EXERCISE INSTRUCTIONS —
a - Answer these questions about the spring safety notice:
(i) Who does the notice say are likely to walk or ride a bicycle to school?
(ii) Which two things should be avoided when giving a warm drink to someone with hypothermia?
(iii) What should a person do if dry clothes are not an option after falling into cold water?
b - Write the next part of the Missouri spring safety notice, picking up after its last sentence.

SOURCE EXTRACT —
══════════

Spring weather will draw more people outside as they take advantage of Missouri’s many recreation areas. Keep an eye out for changes in traffic patterns caused by the increase in activity. Expect more drivers on the road and watch for bicyclists, joggers and pedestrians to be more prevalent when the weather is warmer. Also, children are likely to walk or ride their bicycle to school. Stay alert.
The Missouri State Highway Patrol also reminds boaters that spring weather can bring challenges for boating on Missouri's many lakes and rivers. The Patrol offers these reminders for safe boating:
Remember: The water temperature hasn't warmed yet for the season. Thus, hypothermia is cause for concern. Life jacket use becomes even more important in cold water because hypothermia can quickly rob the body of the ability to perform the most basic tasks and drowning is always a concern. If you wind up taking an unexpected plunge into cold water, it is vital to get out of the water and into dry clothes as soon as possible. If dry clothes are not an option, leave the wet ones on. Even wet clothes will offer some insulation and trap body heat. A warm drink can be given to someone suffering from hypothermia as long as they are conscious. Caffeine and alcohol should be avoided. Drinks with sugars for quick energy are preferable. Hypothermia can be deadly even if you are wearing a life jacket, so it is important to never go boating alone during cold water conditions. If no one knows you are in trouble, no one can help.

══════════

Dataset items

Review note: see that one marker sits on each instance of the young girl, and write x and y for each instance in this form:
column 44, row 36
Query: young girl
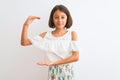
column 60, row 45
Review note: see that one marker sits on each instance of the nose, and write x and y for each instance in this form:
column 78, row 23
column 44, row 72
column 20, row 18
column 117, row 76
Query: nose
column 59, row 19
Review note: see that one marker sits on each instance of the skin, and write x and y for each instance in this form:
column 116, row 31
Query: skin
column 59, row 19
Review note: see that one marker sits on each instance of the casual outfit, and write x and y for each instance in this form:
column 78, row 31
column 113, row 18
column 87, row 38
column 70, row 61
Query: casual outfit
column 57, row 48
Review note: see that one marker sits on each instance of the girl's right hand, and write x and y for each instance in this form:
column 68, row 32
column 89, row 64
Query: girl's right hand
column 30, row 19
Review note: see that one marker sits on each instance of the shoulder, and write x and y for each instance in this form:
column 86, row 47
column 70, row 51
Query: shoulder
column 73, row 35
column 42, row 34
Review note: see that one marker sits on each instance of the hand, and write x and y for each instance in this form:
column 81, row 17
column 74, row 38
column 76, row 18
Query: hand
column 30, row 19
column 46, row 63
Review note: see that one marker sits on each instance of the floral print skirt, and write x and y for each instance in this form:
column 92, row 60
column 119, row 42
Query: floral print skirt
column 61, row 72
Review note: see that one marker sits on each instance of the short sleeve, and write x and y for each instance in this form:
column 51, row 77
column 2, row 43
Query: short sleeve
column 74, row 46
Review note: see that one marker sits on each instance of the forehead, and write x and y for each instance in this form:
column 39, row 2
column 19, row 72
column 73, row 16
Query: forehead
column 58, row 12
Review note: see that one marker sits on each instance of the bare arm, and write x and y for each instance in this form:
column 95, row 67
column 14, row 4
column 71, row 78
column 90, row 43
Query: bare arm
column 24, row 36
column 73, row 58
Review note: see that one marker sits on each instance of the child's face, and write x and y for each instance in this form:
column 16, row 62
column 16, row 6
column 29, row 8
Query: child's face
column 59, row 19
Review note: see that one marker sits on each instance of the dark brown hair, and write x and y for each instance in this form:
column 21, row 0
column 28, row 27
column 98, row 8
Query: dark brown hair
column 63, row 9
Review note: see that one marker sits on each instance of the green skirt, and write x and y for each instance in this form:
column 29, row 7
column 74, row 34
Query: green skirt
column 61, row 72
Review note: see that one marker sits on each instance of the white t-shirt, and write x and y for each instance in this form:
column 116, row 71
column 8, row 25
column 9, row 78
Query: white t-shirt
column 55, row 48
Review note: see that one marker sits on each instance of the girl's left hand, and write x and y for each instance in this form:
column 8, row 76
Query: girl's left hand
column 46, row 63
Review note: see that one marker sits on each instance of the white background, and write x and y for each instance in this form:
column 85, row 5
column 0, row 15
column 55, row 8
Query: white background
column 98, row 26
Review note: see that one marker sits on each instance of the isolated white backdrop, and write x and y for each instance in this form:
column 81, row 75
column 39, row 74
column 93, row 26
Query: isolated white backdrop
column 98, row 27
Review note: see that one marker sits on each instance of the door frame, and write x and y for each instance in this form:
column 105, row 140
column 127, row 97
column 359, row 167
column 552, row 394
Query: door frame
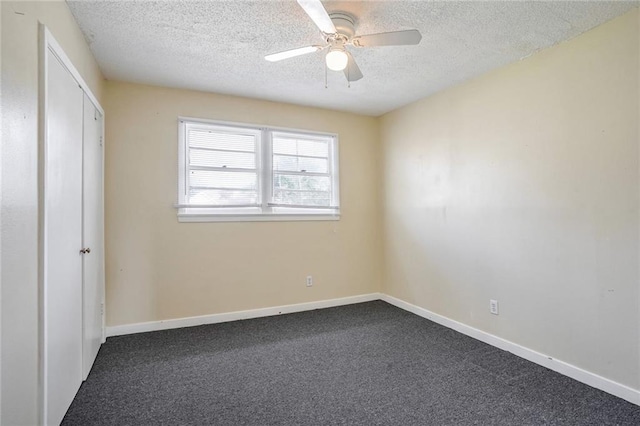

══════════

ANSWERS BY TASK —
a -
(i) Children.
(ii) Caffeine and alcohol.
(iii) Leave the wet clothes on.

b -
Flooding affects safety on Missouri's waterways. Boaters are asked to take extra precautions when boating in flooded areas. Many times, the best decision is to stay off the water. If boaters find it necessary to operate in flooded areas, operate at idle speed to avoid a wake that can damage flooded structures, docks and the shoreline. Fast moving water can easily capsize or flip a boat or personal watercraft, especially when combined with fixed objects such as trees and buildings. Boaters should avoid operating in swift flowing waters. High water conditions increase the likelihood of partially submerged navigational hazards in the water, so keep a proper lookout to identify such hazards.
Spring is an important time to go through the safety equipment required on your boat. Mechanical issues tend to occur more in the spring after boats and motors have been sitting dormant for much of the winter. Inspect your motorboat for fuel leaks and water leaks prior to that first trip out on the water. Ensure you have the appropriate life jackets and other necessary boating equipment. Going out on the water unprepared is taking an unnecessary risk.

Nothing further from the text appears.